[EXERCISE GOAL]:
Carry none of the pictures over; set down the material below exactly.

[Excerpts of pointing data]
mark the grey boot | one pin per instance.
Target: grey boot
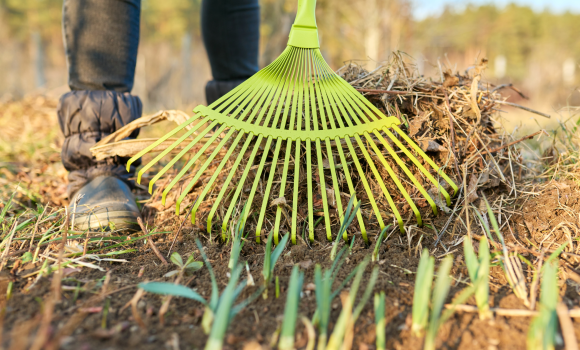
(106, 203)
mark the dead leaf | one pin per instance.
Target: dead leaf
(472, 189)
(305, 264)
(450, 79)
(431, 146)
(279, 201)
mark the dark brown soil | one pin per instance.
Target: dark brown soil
(78, 324)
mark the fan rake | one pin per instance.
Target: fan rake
(298, 102)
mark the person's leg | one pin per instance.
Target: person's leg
(101, 40)
(231, 34)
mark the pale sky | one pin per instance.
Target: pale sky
(423, 8)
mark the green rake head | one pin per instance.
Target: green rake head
(294, 108)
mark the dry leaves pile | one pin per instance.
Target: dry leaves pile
(452, 119)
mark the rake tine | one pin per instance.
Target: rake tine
(162, 139)
(171, 163)
(266, 198)
(241, 183)
(282, 189)
(200, 172)
(405, 169)
(377, 176)
(227, 182)
(193, 159)
(217, 172)
(420, 166)
(238, 89)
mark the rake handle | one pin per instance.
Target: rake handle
(304, 33)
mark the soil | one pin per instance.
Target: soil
(78, 322)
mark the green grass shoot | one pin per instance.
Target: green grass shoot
(344, 328)
(380, 321)
(478, 268)
(270, 259)
(440, 291)
(423, 283)
(349, 215)
(379, 242)
(512, 270)
(544, 327)
(291, 310)
(324, 295)
(184, 268)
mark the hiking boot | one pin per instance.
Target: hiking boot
(106, 203)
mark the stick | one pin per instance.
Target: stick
(511, 86)
(514, 142)
(181, 226)
(521, 107)
(150, 242)
(574, 313)
(567, 327)
(378, 92)
(36, 228)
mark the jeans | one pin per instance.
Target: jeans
(101, 41)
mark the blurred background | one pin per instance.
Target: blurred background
(530, 43)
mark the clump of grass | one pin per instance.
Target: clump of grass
(324, 295)
(440, 291)
(219, 310)
(478, 268)
(511, 265)
(544, 327)
(380, 321)
(422, 311)
(343, 332)
(270, 259)
(188, 267)
(378, 242)
(423, 283)
(349, 215)
(291, 310)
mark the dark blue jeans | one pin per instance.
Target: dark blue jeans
(102, 38)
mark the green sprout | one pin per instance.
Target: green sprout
(380, 321)
(478, 269)
(219, 310)
(442, 285)
(270, 259)
(378, 243)
(423, 283)
(440, 292)
(324, 295)
(343, 332)
(349, 215)
(544, 327)
(291, 310)
(186, 268)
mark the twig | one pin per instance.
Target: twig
(574, 313)
(150, 242)
(181, 226)
(378, 92)
(511, 86)
(514, 142)
(78, 198)
(567, 327)
(36, 228)
(520, 107)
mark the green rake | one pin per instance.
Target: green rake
(298, 102)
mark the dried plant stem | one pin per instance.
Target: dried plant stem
(573, 313)
(567, 327)
(150, 242)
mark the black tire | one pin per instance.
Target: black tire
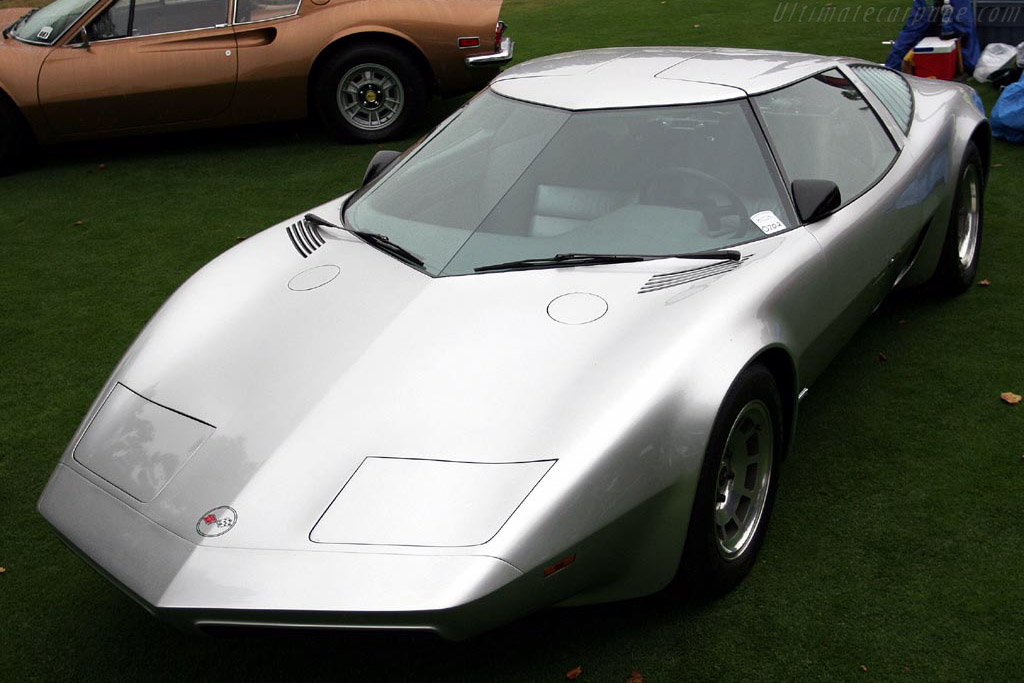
(708, 568)
(15, 137)
(370, 93)
(958, 262)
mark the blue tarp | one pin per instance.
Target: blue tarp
(924, 22)
(1008, 115)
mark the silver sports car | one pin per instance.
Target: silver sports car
(551, 354)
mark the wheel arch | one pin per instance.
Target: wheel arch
(370, 38)
(982, 138)
(782, 368)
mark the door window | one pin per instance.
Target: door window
(822, 128)
(147, 17)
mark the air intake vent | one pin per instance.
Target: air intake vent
(305, 238)
(664, 281)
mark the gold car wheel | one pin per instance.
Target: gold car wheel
(370, 96)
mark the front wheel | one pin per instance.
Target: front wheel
(958, 263)
(370, 93)
(736, 488)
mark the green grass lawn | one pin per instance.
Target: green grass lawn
(896, 549)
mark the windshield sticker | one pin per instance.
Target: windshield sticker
(768, 222)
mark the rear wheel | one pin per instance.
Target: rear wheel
(14, 137)
(736, 488)
(958, 262)
(370, 93)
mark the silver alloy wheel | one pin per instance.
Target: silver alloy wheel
(743, 479)
(370, 96)
(969, 218)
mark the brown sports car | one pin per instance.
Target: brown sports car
(80, 69)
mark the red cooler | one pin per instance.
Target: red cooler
(935, 57)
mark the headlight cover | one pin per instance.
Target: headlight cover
(433, 503)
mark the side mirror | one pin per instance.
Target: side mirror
(82, 40)
(815, 199)
(379, 164)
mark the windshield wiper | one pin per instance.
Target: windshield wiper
(6, 32)
(565, 260)
(382, 242)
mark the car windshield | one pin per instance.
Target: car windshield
(508, 180)
(48, 24)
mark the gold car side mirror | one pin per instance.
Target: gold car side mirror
(83, 40)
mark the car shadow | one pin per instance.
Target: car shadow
(254, 138)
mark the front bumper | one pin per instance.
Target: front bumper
(504, 55)
(197, 586)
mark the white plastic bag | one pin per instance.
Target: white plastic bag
(995, 56)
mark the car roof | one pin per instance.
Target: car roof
(654, 76)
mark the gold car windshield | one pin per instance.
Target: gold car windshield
(507, 180)
(45, 26)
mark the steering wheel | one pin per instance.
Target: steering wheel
(687, 187)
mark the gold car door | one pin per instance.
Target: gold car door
(141, 63)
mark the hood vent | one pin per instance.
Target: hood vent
(305, 238)
(664, 281)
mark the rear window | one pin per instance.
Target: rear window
(892, 89)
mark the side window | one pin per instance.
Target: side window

[WORKED SOLUTION]:
mark the grey boot | one pin per instance.
Target: grey boot
(106, 203)
mark the dead leaf | one pin per instance.
Target: dead leaf
(472, 189)
(305, 264)
(450, 79)
(431, 146)
(279, 201)
mark the dark brown soil | one pin per instance.
Target: dark brown soil
(78, 324)
mark the fan rake | one pin per instance.
Target: fan rake
(298, 102)
mark the person's leg | one pin per instance.
Target: person's leg
(101, 40)
(231, 34)
mark the pale sky | one pin per instance.
Target: pale sky
(423, 8)
mark the green rake head | one pin per instance.
Target: green rake head
(294, 108)
mark the dry leaves pile | one pin per instance.
Target: dry leaves pile
(452, 119)
mark the rake tine | one pin per instance.
Target: rake tine
(162, 139)
(171, 163)
(266, 198)
(241, 183)
(282, 189)
(200, 172)
(405, 169)
(377, 176)
(227, 182)
(193, 159)
(217, 172)
(420, 166)
(238, 89)
mark the rake handle | one pin per instance.
Target: rake handle
(304, 33)
mark the soil | one pin per instance.
Target: soil
(78, 322)
mark the green grass shoot | one pin per instance.
Target: green grass shoot
(344, 328)
(380, 321)
(478, 268)
(270, 259)
(440, 291)
(423, 283)
(349, 215)
(379, 242)
(512, 270)
(544, 327)
(291, 310)
(324, 295)
(184, 268)
mark the hiking boot | one pin per instance.
Target: hiking boot
(106, 203)
mark the stick | one pin per instance.
Target: stick
(511, 86)
(514, 142)
(181, 226)
(521, 107)
(150, 242)
(574, 313)
(567, 327)
(378, 92)
(36, 228)
mark the jeans | one pin per instance.
Target: jeans
(101, 41)
mark the blurred background | one pin per instance.
Target: blurred background
(530, 43)
mark the clump of grass | one pin per instance.
Target: clump of grass
(324, 295)
(440, 291)
(219, 310)
(478, 268)
(511, 265)
(544, 327)
(380, 321)
(422, 311)
(343, 332)
(270, 259)
(188, 267)
(378, 242)
(423, 283)
(349, 215)
(291, 310)
mark the dark blue jeans | one pin per instance.
Target: dark blue jeans
(102, 38)
mark the green sprout | one pin per instance.
Target: green sprout
(380, 321)
(478, 269)
(219, 310)
(442, 285)
(270, 259)
(378, 243)
(423, 283)
(440, 292)
(324, 295)
(343, 332)
(349, 215)
(544, 327)
(291, 310)
(186, 268)
mark the twig | one pin per instance.
Target: twig
(574, 313)
(150, 242)
(181, 226)
(378, 92)
(511, 86)
(514, 142)
(78, 198)
(567, 327)
(36, 228)
(520, 107)
mark the green rake | one pin per instance.
Target: green rake
(298, 102)
mark the dried plant stem | one pin per instance.
Target: dried plant stem
(573, 313)
(567, 327)
(150, 242)
mark the black tire | one pin per instance.
Target: black tire
(708, 568)
(15, 137)
(370, 93)
(958, 262)
mark the blue tarp | one pin per instance.
Target: blue tarp
(924, 22)
(1008, 115)
mark the silver sports car | one pin per instance.
Target: silver sports car
(551, 354)
mark the wheel arch | one pin per instance.
Target: wheel arch
(370, 38)
(982, 138)
(782, 368)
mark the door window | one pin per instance.
Target: door window
(822, 128)
(147, 17)
mark the air intake vent | one pin per instance.
Target: air intake vent
(305, 238)
(664, 281)
mark the gold car wheel | one pin per instance.
Target: gold car wheel
(370, 96)
mark the front wheel | one pin per instance.
Target: front wheel
(958, 263)
(370, 93)
(736, 488)
mark the green grass lawn | one pin per instance.
Target: green grass lawn
(896, 549)
mark the windshield sticker | one pin per instance.
Target: windshield sticker
(768, 222)
mark the rear wheel | one pin per instance.
Target: rear wheel
(14, 137)
(736, 488)
(958, 262)
(370, 93)
mark the silver alloy wheel | one pin per instance.
Target: silver alloy wheel
(743, 479)
(370, 96)
(969, 218)
mark the brown sports car | one pin per instance.
Target: brown sports car
(80, 69)
mark the red cooler | one pin per instance.
Target: red cooler
(935, 57)
mark the headlight cover | one pin per instance.
Target: headlight cover
(433, 503)
mark the side mirror | one pin per instance.
Target: side mirror
(82, 40)
(815, 199)
(379, 164)
mark the windshield wiper | one pin per instance.
Target: windshield wiper
(6, 32)
(565, 260)
(382, 242)
mark the car windshield | one pin per instance.
Target: car windshield
(508, 180)
(48, 24)
mark the gold car side mirror | one pin per instance.
Target: gold car side mirror
(83, 40)
mark the car shadow | one pin per instance.
Target: car shadow
(254, 138)
mark the front bumper | one pin per instance.
Target: front bumper
(504, 55)
(197, 586)
mark the white plastic bag | one pin per instance.
Target: white plastic bag
(995, 56)
mark the car roof | one pin per instance.
Target: car roof
(654, 76)
mark the gold car windshield | one pin per instance.
Target: gold car windshield
(507, 180)
(45, 26)
mark the steering wheel | one pin per instance.
Target: steering wheel
(687, 187)
mark the gold car door | one pin per instance.
Target: gold car door
(141, 63)
mark the hood vent | one pin per instance.
Target: hood vent
(305, 238)
(664, 281)
mark the rear window | one pin per instance.
Target: rear window
(892, 89)
mark the side window | one pin per instance.
Target: side window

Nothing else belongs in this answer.